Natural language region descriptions
======

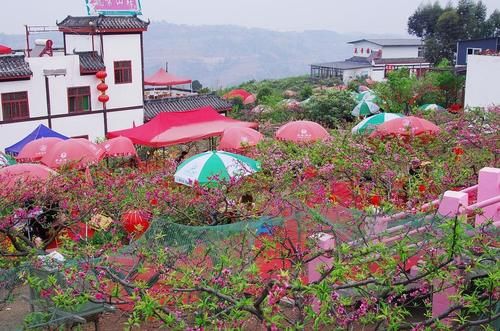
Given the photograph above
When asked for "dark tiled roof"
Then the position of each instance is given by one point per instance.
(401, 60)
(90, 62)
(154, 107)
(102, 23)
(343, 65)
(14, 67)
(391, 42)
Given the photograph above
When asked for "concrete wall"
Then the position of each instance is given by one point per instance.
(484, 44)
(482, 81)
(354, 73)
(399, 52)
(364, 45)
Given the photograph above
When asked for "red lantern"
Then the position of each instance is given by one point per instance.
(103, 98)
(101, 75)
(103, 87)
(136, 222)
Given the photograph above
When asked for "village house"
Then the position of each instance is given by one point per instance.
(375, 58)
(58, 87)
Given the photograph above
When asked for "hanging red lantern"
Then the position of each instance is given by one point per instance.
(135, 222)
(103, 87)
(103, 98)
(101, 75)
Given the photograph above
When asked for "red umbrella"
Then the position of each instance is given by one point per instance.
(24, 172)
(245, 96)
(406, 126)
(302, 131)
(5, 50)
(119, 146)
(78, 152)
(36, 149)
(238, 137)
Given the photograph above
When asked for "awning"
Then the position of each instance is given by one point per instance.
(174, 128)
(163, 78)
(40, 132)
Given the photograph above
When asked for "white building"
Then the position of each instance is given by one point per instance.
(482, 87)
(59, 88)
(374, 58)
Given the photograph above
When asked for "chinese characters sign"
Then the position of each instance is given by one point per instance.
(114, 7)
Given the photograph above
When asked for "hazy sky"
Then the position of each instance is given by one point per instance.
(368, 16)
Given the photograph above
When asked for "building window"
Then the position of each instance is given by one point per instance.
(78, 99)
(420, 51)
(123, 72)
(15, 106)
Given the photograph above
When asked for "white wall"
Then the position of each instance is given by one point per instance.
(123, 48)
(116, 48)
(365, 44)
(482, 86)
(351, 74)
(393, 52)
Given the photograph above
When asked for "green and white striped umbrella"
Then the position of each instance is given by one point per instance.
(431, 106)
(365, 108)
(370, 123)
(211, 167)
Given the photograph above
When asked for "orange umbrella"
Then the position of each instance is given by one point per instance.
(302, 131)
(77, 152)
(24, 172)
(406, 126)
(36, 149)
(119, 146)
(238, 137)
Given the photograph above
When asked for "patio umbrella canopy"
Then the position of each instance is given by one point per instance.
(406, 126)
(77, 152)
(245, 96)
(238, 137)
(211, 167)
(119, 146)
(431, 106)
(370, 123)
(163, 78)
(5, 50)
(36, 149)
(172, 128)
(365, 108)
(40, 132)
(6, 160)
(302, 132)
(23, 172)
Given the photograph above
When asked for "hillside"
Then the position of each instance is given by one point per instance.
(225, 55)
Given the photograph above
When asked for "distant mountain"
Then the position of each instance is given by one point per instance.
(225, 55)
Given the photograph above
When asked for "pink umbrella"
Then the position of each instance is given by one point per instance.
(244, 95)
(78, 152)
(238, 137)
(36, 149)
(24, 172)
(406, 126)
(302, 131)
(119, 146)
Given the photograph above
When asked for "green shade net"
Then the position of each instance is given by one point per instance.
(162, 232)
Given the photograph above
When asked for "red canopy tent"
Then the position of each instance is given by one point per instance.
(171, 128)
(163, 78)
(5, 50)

======

EXERCISE DESCRIPTION> Whenever a line holds a picture, print that line without the picture. All other data must be output exactly.

YOUR SOLUTION>
Given the photograph above
When asked for "dark tiled roof"
Then the position of each instance is given by one point per instance.
(401, 60)
(90, 62)
(154, 107)
(102, 23)
(343, 65)
(14, 67)
(391, 42)
Given the photograph above
When asked for "concrete wall"
Then the position of each instance is given by one point per instance.
(484, 44)
(482, 81)
(354, 73)
(399, 52)
(364, 45)
Given the photograph above
When asked for "red lantern"
Then the position of each instance is given by one point per instance.
(103, 98)
(101, 75)
(103, 87)
(136, 222)
Given the photograph above
When asked for "village house"
Then the position of each instance is given by one point per instance.
(375, 58)
(58, 87)
Given the photograph above
When asked for "hanging red lantern"
Then the position of each instance is given by one point per instance.
(135, 222)
(103, 87)
(103, 98)
(101, 75)
Given the photograph above
When asked for "red umbrella"
Then the position of each instance is given by one point per instance.
(24, 172)
(245, 96)
(406, 126)
(302, 131)
(5, 50)
(119, 146)
(78, 152)
(36, 149)
(238, 137)
Given the photograph above
When asked for "awning"
Then the position of each instance is given by one point per instance.
(174, 128)
(163, 78)
(40, 132)
Given the photograph above
When asked for "white building"
Then the position of each instance is given by one point per instance.
(482, 87)
(59, 88)
(374, 58)
Given the photograph above
When asked for "chinese characters sign"
Then the position of each instance is given by one point per instance.
(114, 7)
Given the photograph above
When asked for "hazy sky"
Then the position of each instance is given by one point per instance.
(368, 16)
Given the photograph above
When asked for "building window"
Then the position of each instance is given by one point per instance.
(78, 99)
(420, 51)
(123, 72)
(15, 106)
Given the photograph above
When asked for "white wall"
Then the position of each instance is given by one point per instance.
(123, 48)
(116, 48)
(365, 44)
(482, 86)
(351, 74)
(393, 52)
Given the photograph above
When asked for "green and white striped umbrella"
Then the position of each instance is given by one point per instance.
(431, 106)
(365, 108)
(370, 123)
(211, 167)
Given the photograph above
When asked for "orange umbrella"
Then the position of each instance is given by one point per instance.
(302, 131)
(77, 152)
(24, 172)
(406, 126)
(36, 149)
(119, 146)
(238, 137)
Given the photograph above
When asked for "patio umbrella canopy"
Then the position of each instance is given by one point per instance.
(406, 126)
(77, 152)
(245, 96)
(238, 137)
(211, 167)
(119, 146)
(431, 106)
(370, 123)
(163, 78)
(5, 50)
(36, 149)
(172, 128)
(365, 108)
(40, 132)
(6, 160)
(302, 132)
(23, 172)
Given the photograph above
When asked for "hillside"
Then the position of each instance is given by one point per instance.
(225, 55)
Given the photograph above
When asked for "distant mountain"
Then the position of each instance is given by one point per instance.
(225, 55)
Given the photograph above
When asked for "pink umbrella"
Then the position of each instance is given by one point per instance.
(244, 95)
(78, 152)
(238, 137)
(36, 149)
(24, 172)
(406, 126)
(302, 131)
(119, 146)
Given the photograph above
When asked for "green shade net"
Then the position of each instance is given by one point per instance.
(162, 232)
Given the photograph above
When asked for "red canopy tent"
Then the position of each instance is given by one point per instance.
(171, 128)
(163, 78)
(5, 50)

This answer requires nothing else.